## Set exercise
Count the lines in the records below that contain the string "self". Reply with the number alone.

## Dataset excerpts
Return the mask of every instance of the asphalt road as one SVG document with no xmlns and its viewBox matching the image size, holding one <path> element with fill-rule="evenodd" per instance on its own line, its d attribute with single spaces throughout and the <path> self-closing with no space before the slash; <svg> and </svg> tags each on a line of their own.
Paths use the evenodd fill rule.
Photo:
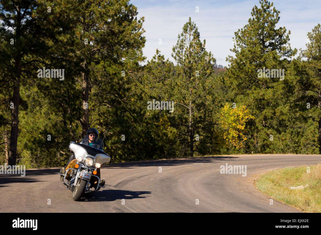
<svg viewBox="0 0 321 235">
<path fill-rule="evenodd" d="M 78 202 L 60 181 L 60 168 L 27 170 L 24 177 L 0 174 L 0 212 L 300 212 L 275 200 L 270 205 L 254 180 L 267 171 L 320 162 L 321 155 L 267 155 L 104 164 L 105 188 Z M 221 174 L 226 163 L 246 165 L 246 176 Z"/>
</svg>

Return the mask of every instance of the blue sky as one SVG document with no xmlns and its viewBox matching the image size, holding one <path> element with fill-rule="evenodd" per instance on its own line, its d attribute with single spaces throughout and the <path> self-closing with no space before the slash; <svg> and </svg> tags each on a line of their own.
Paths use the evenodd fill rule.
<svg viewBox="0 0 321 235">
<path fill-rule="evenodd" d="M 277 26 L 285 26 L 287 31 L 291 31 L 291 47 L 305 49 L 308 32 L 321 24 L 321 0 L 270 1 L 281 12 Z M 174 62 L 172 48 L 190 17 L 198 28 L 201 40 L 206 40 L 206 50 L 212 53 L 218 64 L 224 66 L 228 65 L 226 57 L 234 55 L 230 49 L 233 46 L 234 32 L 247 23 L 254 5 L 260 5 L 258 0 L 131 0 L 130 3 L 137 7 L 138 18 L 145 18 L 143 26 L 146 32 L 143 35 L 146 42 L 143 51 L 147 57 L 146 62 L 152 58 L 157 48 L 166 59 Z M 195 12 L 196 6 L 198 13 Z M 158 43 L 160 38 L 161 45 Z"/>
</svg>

==

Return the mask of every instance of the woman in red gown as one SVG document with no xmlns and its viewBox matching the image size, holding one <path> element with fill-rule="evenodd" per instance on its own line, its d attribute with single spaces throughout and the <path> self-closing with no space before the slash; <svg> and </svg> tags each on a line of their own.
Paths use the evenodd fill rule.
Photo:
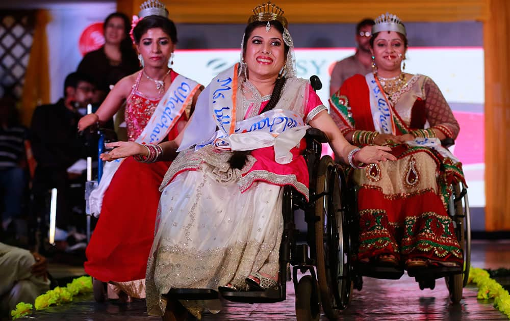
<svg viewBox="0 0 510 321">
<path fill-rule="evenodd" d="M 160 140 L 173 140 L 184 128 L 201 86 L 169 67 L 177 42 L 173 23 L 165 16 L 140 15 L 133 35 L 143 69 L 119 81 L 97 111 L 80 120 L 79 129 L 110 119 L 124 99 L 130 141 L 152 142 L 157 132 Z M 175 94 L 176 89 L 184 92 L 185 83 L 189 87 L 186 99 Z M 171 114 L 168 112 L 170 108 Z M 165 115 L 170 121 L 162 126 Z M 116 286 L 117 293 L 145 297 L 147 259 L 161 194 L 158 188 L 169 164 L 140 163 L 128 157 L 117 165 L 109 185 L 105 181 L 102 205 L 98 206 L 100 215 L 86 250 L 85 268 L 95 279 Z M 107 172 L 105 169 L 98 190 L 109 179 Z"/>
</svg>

--

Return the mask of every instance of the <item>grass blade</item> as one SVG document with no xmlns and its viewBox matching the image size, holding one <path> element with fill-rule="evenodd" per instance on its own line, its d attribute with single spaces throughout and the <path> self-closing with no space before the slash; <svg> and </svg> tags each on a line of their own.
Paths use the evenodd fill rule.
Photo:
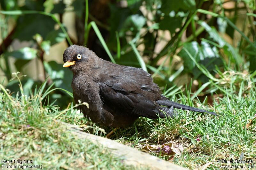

## Problem solution
4